__Exercise prompt__.
Copy the records below from the line holding "the blue lungi" through the end of the records, inclusive, changing "dot" to "mark" and leaving everything else as it is.

__Supplied information__.
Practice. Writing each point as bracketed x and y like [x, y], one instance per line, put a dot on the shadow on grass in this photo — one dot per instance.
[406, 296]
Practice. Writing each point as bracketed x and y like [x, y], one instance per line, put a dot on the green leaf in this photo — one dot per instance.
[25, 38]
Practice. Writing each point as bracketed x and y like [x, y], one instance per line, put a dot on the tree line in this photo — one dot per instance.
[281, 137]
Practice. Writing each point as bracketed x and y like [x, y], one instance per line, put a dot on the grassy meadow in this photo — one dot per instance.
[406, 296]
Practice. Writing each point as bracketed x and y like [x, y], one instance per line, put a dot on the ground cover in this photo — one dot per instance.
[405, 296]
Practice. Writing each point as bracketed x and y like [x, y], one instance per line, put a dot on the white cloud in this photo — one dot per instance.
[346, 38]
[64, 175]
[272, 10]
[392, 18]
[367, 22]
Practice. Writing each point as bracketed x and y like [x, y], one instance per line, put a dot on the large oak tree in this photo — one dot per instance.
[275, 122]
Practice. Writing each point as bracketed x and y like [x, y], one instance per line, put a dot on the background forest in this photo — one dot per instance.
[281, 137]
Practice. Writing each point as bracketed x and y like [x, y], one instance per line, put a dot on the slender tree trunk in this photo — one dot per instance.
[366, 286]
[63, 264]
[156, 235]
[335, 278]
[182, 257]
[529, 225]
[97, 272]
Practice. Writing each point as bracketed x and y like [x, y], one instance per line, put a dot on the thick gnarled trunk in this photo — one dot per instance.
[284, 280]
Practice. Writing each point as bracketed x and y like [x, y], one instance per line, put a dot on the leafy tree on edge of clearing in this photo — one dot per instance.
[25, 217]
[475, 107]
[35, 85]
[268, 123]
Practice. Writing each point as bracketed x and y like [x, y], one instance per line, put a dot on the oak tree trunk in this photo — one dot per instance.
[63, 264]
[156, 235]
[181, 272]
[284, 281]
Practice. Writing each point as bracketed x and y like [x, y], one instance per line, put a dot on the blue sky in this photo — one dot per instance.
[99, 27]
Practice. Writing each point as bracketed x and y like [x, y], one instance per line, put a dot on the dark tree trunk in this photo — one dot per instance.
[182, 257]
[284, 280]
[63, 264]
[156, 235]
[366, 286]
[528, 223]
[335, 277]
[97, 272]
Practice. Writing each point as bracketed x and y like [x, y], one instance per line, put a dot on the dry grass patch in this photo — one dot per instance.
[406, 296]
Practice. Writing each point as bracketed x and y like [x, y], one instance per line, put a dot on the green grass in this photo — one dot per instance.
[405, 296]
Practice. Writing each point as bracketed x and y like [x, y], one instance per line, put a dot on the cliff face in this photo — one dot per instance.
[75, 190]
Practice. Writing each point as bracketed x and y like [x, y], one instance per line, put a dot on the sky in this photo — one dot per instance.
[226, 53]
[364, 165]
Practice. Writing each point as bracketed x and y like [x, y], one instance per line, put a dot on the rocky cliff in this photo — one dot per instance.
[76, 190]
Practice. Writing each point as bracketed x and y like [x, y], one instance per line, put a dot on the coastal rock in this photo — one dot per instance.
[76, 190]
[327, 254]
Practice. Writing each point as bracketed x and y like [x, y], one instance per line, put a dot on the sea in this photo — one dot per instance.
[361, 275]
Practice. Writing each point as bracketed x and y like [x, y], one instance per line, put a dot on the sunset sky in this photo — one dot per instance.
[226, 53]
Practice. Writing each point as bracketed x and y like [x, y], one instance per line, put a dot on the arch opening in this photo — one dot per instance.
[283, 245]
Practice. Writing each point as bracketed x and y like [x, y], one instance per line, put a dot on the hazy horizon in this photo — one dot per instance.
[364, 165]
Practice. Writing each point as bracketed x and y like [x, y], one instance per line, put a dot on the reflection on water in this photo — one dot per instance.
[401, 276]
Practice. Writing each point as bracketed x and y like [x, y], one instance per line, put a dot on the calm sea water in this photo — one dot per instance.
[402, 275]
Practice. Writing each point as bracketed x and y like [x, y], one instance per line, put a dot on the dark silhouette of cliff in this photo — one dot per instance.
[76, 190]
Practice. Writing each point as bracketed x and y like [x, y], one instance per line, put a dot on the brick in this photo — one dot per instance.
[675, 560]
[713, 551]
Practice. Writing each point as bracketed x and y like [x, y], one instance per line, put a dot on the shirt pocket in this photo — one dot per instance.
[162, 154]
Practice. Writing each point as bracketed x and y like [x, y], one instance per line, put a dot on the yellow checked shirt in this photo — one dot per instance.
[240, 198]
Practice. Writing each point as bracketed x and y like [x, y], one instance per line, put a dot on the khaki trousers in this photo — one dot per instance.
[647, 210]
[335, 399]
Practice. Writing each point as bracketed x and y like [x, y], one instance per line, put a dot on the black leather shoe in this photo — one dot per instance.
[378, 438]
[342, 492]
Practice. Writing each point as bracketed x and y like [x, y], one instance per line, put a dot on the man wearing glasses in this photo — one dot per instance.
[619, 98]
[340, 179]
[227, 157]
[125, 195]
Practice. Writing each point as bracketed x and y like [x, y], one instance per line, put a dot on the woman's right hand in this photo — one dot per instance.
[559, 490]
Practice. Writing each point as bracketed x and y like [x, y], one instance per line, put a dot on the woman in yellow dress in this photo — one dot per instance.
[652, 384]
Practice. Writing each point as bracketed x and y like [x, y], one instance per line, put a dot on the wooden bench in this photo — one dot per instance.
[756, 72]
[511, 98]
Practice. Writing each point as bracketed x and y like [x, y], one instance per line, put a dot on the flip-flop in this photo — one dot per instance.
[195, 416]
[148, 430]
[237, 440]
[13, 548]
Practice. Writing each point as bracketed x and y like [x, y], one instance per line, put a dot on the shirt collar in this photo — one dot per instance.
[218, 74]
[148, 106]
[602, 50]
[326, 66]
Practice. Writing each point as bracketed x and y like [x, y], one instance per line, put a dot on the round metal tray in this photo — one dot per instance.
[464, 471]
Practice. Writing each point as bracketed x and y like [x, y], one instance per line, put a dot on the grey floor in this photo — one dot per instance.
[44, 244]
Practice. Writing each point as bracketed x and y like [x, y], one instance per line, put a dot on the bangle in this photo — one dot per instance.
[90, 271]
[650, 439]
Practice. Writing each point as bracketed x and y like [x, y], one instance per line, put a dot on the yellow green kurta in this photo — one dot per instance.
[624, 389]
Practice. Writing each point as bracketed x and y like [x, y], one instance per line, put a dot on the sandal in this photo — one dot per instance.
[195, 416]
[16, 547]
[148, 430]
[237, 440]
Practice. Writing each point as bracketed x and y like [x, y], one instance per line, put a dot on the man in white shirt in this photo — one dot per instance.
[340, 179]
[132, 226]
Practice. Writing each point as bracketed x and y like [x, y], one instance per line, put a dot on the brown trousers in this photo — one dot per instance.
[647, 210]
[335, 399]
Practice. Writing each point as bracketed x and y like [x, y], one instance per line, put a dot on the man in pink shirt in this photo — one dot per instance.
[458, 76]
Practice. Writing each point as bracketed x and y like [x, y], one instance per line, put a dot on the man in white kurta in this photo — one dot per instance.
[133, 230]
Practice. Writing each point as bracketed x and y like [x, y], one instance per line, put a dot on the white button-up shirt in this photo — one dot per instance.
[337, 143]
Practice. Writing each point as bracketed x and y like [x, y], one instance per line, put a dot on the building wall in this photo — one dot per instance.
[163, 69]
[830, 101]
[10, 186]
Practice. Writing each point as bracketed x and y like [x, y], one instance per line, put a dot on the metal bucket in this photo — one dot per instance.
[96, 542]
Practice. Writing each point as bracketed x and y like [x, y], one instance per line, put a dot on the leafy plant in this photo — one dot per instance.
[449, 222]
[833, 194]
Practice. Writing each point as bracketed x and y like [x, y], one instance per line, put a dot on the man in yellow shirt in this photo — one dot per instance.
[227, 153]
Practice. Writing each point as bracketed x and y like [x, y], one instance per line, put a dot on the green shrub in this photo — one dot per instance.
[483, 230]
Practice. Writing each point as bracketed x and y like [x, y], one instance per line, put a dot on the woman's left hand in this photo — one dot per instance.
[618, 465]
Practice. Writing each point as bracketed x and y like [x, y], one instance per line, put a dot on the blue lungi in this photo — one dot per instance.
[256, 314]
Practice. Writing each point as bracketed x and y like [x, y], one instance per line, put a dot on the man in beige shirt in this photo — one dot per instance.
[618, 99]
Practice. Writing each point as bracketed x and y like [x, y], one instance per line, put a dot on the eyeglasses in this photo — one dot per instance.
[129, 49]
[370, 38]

__Answer__.
Practice. Writing each point as bracketed x and y like [x, y], one instance per line, put a mark on the blue lungi in this photo — one mark per instance.
[256, 314]
Practice. Writing each point as bracketed x and y like [x, y], one instance per line, put a mark on the man in beige shirt in this photo — one mark per instance.
[618, 99]
Practice. Writing each point as bracketed x and y like [x, y], one instance per line, put a mark on the eyeglasses in this photo — one mark per instance.
[129, 49]
[370, 38]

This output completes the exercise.